* [Goal of the exercise]: Starting with the line containing "# test: point at every instance of the infotainment" and going on through the line containing "# test: point at every instance of the leather", return the lines of the data below exactly, and only those.

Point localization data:

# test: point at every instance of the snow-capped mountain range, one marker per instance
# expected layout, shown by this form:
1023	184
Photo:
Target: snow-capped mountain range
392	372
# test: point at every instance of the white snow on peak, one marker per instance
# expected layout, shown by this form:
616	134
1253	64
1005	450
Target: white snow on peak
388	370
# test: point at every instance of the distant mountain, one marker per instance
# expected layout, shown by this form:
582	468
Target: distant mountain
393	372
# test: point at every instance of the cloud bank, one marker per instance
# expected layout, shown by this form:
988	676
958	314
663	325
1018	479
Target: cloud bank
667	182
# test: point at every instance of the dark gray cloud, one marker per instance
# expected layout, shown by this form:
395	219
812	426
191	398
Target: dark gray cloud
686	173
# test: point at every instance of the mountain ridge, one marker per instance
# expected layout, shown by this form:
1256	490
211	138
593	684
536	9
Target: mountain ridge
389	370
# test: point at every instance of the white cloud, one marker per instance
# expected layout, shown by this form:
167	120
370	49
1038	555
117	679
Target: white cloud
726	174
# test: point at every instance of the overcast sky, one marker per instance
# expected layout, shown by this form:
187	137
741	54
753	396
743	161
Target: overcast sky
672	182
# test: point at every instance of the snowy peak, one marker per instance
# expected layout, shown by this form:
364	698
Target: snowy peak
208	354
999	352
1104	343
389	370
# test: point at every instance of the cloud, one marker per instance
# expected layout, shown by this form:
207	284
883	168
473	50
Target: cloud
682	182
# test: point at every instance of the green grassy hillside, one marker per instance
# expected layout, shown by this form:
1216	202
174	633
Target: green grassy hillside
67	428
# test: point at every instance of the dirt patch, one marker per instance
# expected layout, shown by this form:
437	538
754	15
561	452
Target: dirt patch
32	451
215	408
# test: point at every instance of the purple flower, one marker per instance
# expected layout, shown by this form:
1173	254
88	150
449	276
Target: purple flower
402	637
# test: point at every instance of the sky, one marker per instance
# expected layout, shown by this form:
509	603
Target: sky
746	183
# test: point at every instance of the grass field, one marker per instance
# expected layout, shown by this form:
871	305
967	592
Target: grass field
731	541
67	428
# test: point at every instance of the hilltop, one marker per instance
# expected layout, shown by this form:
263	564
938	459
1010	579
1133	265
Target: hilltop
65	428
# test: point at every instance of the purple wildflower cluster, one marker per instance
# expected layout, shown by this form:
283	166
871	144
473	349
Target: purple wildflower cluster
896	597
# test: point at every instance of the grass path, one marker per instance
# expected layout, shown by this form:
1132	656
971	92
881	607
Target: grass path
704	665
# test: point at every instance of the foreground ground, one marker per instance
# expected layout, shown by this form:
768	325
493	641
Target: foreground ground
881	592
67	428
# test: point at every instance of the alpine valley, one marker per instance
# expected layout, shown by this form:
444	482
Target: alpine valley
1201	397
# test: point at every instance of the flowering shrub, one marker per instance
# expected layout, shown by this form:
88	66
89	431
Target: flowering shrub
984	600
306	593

==

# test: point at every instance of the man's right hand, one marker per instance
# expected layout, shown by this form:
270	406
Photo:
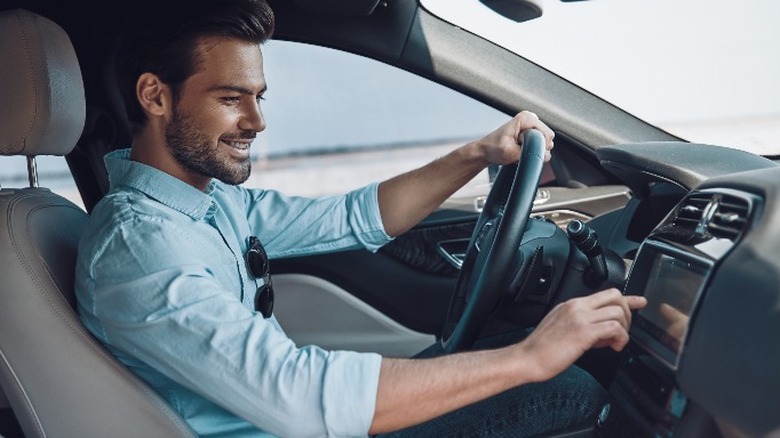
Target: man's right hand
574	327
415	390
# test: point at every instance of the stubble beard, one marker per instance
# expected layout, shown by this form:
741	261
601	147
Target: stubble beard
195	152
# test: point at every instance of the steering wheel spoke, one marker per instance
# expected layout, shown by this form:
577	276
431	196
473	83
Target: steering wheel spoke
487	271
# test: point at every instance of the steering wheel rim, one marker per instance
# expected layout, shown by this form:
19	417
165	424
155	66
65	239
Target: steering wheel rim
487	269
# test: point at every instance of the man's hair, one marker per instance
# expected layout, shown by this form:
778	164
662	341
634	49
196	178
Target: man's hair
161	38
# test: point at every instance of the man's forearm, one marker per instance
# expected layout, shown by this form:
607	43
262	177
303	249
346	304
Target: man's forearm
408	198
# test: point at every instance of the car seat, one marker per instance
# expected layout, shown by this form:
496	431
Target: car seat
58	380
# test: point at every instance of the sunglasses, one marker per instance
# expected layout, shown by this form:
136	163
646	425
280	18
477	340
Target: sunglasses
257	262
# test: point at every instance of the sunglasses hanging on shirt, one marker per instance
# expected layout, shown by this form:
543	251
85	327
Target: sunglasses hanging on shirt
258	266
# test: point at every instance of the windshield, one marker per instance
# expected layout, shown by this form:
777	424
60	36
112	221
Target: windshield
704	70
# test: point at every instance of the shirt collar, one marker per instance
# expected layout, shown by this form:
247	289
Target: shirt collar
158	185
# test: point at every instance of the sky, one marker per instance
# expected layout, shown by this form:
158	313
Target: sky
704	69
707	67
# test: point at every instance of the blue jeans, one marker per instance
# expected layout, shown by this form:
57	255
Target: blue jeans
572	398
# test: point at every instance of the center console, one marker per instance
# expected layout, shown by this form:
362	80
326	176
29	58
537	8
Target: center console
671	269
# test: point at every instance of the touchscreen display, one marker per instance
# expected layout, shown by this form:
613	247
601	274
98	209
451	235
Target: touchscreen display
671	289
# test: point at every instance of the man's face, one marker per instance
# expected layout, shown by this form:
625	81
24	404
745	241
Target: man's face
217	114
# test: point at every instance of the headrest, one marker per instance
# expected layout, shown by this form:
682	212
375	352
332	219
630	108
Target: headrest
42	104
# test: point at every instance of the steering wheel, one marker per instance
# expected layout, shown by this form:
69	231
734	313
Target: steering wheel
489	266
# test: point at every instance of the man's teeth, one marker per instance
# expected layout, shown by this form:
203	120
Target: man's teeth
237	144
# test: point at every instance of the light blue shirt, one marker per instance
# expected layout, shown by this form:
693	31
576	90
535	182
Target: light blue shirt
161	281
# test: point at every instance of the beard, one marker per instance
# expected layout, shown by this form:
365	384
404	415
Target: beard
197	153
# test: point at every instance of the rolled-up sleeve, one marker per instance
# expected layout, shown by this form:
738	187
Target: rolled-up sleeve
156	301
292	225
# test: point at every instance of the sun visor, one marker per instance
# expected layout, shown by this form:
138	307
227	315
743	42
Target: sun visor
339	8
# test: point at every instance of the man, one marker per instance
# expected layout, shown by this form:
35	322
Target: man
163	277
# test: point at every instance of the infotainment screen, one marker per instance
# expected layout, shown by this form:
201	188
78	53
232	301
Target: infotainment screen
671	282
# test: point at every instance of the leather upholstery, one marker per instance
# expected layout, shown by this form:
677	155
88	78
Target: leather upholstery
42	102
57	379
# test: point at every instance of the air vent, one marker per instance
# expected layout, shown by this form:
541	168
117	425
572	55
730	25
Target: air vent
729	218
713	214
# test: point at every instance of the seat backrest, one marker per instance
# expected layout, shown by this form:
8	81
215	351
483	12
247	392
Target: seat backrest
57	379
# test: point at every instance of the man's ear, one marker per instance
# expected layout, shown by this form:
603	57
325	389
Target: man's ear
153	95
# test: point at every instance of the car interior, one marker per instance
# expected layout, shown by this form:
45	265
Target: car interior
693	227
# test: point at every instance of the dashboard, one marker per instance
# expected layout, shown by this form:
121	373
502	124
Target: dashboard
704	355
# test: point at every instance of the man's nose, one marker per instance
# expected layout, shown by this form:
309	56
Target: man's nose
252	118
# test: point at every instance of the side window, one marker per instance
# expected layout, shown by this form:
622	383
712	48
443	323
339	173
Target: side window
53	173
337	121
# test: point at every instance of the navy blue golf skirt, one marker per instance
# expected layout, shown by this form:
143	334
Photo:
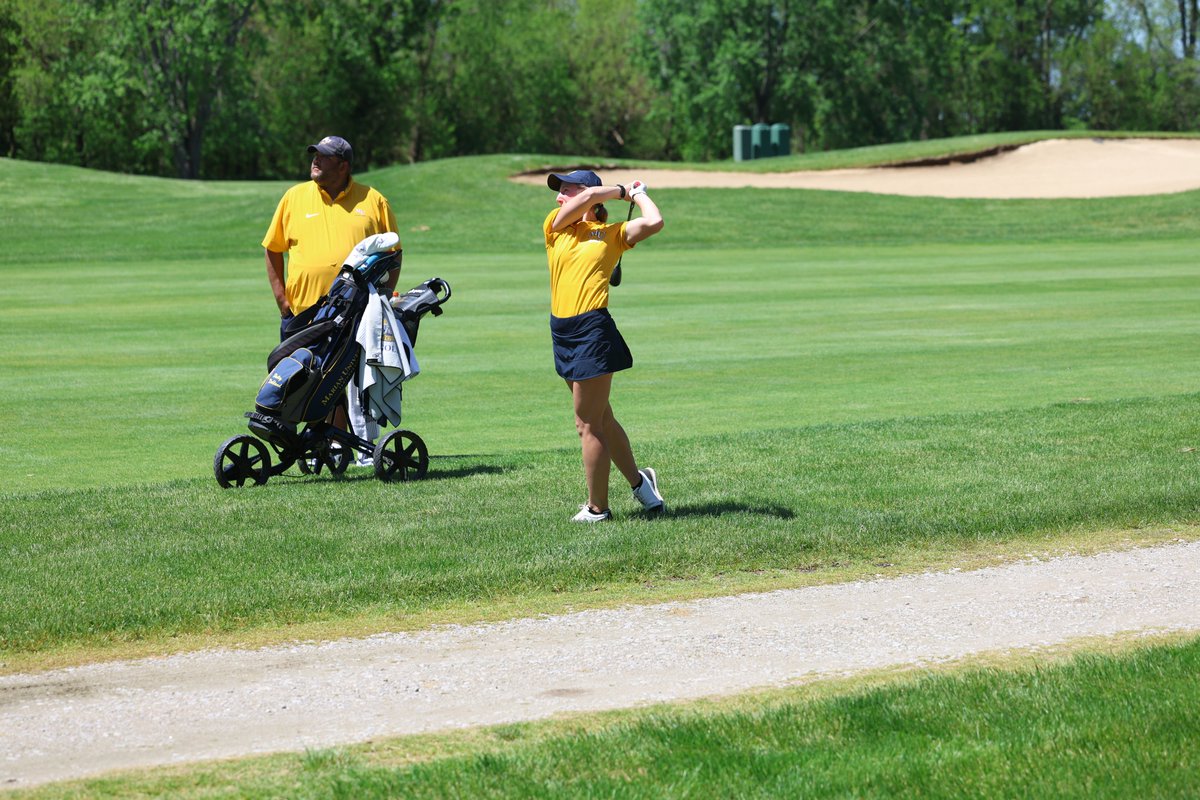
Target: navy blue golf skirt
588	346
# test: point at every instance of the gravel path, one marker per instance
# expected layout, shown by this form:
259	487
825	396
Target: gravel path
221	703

...

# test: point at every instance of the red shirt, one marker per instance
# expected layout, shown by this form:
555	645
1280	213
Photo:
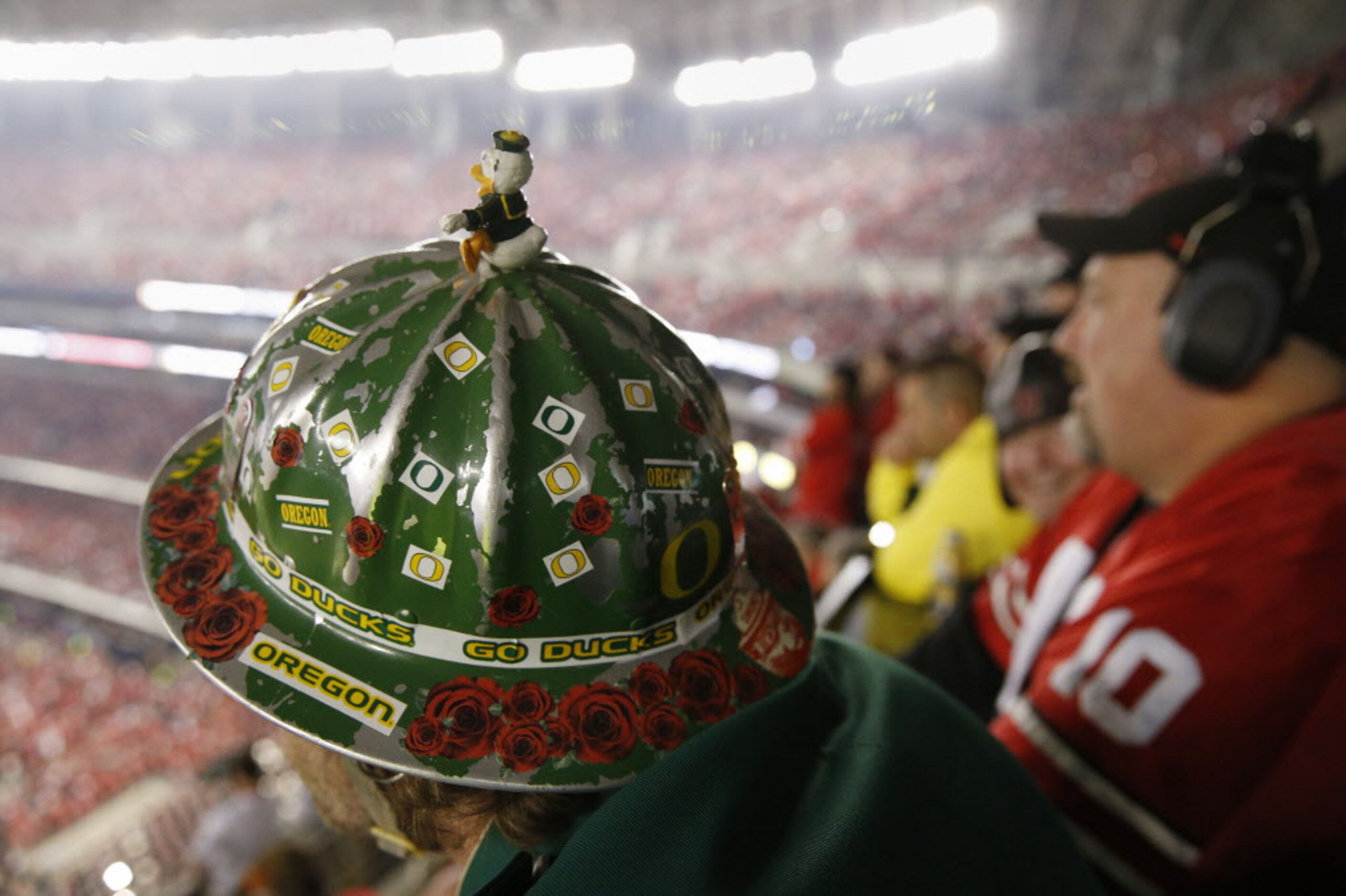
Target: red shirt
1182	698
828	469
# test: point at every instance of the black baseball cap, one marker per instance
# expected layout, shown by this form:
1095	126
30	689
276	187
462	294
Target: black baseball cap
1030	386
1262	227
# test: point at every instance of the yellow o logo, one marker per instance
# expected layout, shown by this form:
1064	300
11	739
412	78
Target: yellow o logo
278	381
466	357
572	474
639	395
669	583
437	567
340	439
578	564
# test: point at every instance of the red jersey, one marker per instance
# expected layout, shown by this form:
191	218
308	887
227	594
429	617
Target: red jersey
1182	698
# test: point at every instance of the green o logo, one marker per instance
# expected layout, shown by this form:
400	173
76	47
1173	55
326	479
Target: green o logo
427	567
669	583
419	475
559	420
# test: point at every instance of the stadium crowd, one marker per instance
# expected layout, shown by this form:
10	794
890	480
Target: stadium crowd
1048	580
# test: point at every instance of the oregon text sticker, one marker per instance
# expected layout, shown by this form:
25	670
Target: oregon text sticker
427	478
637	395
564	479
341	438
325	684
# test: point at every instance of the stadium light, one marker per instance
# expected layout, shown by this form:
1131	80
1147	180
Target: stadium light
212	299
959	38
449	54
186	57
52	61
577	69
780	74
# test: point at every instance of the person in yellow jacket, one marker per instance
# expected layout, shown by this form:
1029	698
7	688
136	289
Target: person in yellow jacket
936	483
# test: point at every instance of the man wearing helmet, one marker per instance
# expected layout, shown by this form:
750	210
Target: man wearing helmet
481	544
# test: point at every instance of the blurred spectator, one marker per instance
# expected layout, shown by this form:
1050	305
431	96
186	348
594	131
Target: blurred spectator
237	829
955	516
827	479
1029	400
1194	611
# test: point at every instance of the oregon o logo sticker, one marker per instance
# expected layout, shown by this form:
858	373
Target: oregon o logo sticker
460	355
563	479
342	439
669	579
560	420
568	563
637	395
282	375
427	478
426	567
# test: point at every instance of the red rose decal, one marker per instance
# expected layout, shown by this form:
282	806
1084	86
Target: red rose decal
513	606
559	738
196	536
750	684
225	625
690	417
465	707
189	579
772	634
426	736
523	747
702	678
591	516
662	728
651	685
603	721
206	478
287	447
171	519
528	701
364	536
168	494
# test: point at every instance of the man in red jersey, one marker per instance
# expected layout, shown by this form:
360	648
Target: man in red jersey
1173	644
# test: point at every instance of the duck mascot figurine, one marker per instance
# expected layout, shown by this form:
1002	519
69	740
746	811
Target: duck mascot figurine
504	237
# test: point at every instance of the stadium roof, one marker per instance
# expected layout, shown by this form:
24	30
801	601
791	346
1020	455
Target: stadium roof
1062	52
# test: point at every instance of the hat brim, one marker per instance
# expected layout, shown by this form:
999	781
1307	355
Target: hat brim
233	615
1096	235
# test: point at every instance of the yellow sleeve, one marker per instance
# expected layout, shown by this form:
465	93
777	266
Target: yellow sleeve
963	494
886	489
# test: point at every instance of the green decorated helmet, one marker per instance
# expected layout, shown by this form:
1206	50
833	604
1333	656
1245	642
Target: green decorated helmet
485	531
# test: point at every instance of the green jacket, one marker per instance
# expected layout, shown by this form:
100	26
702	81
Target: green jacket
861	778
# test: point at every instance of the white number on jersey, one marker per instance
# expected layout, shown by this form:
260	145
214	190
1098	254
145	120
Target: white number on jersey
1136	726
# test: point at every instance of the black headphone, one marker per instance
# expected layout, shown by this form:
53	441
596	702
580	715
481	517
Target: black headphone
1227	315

* [Answer to this problem]:
# test: point at every instance of the infotainment screen, one marker per instance
# expected layout, shown by this form:
201	188
78	53
232	301
Target: infotainment screen
671	282
# test: point at every instance of the leather upholstery, one marker per instance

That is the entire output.